Direction: Recast every row below as a numbered list, omitting any blank lines.

Data supplied:
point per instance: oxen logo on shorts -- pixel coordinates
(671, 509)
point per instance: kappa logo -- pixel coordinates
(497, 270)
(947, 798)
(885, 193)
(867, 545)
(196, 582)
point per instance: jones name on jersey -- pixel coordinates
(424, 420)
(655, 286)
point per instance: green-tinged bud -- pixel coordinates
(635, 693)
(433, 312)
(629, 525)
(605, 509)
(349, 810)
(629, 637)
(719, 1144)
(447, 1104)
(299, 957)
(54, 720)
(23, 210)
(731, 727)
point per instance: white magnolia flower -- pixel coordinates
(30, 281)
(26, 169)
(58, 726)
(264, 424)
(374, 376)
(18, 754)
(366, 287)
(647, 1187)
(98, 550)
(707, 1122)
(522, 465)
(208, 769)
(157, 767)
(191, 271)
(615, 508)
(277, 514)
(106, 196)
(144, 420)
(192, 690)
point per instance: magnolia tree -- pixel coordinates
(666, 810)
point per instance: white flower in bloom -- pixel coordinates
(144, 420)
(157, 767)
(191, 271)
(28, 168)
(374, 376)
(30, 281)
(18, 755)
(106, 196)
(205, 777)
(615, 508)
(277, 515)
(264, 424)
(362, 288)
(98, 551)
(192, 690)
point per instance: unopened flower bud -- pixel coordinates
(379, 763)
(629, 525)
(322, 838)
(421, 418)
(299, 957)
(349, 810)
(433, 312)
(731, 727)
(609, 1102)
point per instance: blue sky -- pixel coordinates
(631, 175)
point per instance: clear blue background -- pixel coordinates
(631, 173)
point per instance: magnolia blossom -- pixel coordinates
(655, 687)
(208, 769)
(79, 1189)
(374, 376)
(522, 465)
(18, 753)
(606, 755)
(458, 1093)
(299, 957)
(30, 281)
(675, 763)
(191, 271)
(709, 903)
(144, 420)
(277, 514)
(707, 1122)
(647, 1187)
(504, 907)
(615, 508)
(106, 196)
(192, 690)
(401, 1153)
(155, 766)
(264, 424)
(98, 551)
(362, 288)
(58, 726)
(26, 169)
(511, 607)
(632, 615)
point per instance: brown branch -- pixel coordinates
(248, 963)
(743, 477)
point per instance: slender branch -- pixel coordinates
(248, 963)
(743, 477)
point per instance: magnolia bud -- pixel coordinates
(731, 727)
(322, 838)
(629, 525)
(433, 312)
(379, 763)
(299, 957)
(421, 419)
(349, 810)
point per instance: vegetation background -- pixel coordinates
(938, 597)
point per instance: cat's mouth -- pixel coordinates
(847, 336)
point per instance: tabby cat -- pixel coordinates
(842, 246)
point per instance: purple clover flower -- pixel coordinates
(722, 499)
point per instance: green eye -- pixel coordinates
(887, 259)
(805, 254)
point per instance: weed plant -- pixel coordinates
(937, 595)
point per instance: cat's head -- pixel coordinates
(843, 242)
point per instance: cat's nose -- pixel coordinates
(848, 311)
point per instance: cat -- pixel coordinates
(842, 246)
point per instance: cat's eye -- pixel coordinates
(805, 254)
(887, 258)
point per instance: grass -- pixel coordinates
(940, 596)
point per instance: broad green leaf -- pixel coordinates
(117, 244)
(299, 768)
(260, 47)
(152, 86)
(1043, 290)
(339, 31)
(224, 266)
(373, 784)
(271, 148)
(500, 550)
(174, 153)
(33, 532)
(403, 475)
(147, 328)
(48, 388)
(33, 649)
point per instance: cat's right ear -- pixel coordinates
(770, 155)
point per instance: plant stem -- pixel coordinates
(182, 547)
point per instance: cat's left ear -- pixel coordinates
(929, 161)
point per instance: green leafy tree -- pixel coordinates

Task response:
1. point per instance: oxen logo on shorts -- pixel coordinates
2. (671, 509)
3. point per instance: kappa logo -- pixel coordinates
4. (497, 270)
5. (947, 798)
6. (885, 193)
7. (867, 545)
8. (196, 582)
9. point per instance: jones name on jersey -- pixel coordinates
10. (424, 420)
11. (655, 286)
12. point per instance: green-tinged bud -- pixel coordinates
13. (635, 693)
14. (433, 312)
15. (629, 525)
16. (605, 509)
17. (349, 810)
18. (629, 637)
19. (719, 1144)
20. (447, 1104)
21. (299, 957)
22. (54, 720)
23. (23, 210)
24. (731, 727)
25. point per instance: white magnolia flower -- pixel coordinates
26. (30, 281)
27. (26, 169)
28. (58, 726)
29. (264, 424)
30. (374, 376)
31. (18, 754)
32. (366, 287)
33. (647, 1187)
34. (98, 550)
35. (707, 1122)
36. (522, 465)
37. (208, 769)
38. (157, 767)
39. (191, 271)
40. (615, 508)
41. (277, 514)
42. (106, 196)
43. (144, 420)
44. (192, 690)
45. point per instance: magnolia tree -- pixel coordinates
46. (666, 810)
47. point per instance: white flower in bloom -- pixel coordinates
48. (144, 420)
49. (157, 767)
50. (191, 271)
51. (28, 168)
52. (374, 376)
53. (30, 281)
54. (18, 755)
55. (106, 196)
56. (205, 777)
57. (615, 508)
58. (277, 515)
59. (264, 424)
60. (362, 288)
61. (98, 551)
62. (192, 690)
63. point per instance: unopened flower bud -- pixel coordinates
64. (379, 763)
65. (629, 525)
66. (322, 838)
67. (421, 418)
68. (299, 957)
69. (349, 810)
70. (433, 312)
71. (731, 727)
72. (609, 1102)
73. point per instance: blue sky -- pixel coordinates
74. (631, 175)
75. point per instance: clear blue background -- pixel coordinates
76. (631, 173)
77. point per instance: magnolia blossom -- pixel coordinates
78. (655, 687)
79. (208, 769)
80. (79, 1189)
81. (374, 376)
82. (522, 465)
83. (18, 753)
84. (606, 755)
85. (458, 1093)
86. (299, 957)
87. (30, 281)
88. (675, 763)
89. (191, 271)
90. (709, 903)
91. (144, 420)
92. (277, 514)
93. (707, 1122)
94. (647, 1187)
95. (504, 907)
96. (615, 508)
97. (106, 196)
98. (192, 690)
99. (401, 1153)
100. (155, 766)
101. (264, 424)
102. (98, 551)
103. (362, 288)
104. (58, 726)
105. (26, 169)
106. (511, 607)
107. (632, 615)
108. point per instance: brown branch -- pixel coordinates
109. (248, 963)
110. (743, 477)
111. point per instance: slender branch -- pixel coordinates
112. (248, 963)
113. (743, 477)
114. point per instance: magnolia bud -- pixel coordinates
115. (731, 727)
116. (322, 838)
117. (629, 525)
118. (433, 312)
119. (379, 763)
120. (299, 957)
121. (421, 419)
122. (349, 810)
123. point per instance: vegetation background -- pixel coordinates
124. (938, 597)
125. point per instance: cat's mouth -- pixel coordinates
126. (847, 336)
127. point per instance: tabby cat -- pixel coordinates
128. (842, 246)
129. point per instance: purple clover flower -- pixel coordinates
130. (722, 499)
131. point per instance: green eye -- pixel coordinates
132. (887, 259)
133. (805, 254)
134. point per instance: weed plant -- pixel coordinates
135. (937, 595)
136. point per instance: cat's head -- pixel coordinates
137. (843, 242)
138. point per instance: cat's nose -- pixel coordinates
139. (848, 311)
140. point per instance: cat -- pixel coordinates
141. (842, 246)
142. point per instance: cat's eye -- pixel coordinates
143. (805, 254)
144. (887, 258)
145. point per instance: grass -- pixel coordinates
146. (940, 596)
147. point per instance: broad green leaf -- pixel coordinates
148. (117, 244)
149. (299, 768)
150. (260, 47)
151. (152, 86)
152. (1043, 290)
153. (339, 31)
154. (224, 266)
155. (373, 784)
156. (271, 148)
157. (500, 550)
158. (174, 153)
159. (33, 532)
160. (403, 475)
161. (147, 328)
162. (48, 388)
163. (33, 649)
164. point per instance: cat's right ear -- pixel coordinates
165. (770, 155)
166. point per instance: plant stem -- pixel coordinates
167. (182, 547)
168. point per instance: cat's left ear -- pixel coordinates
169. (929, 161)
170. point per instance: green leafy tree -- pixel coordinates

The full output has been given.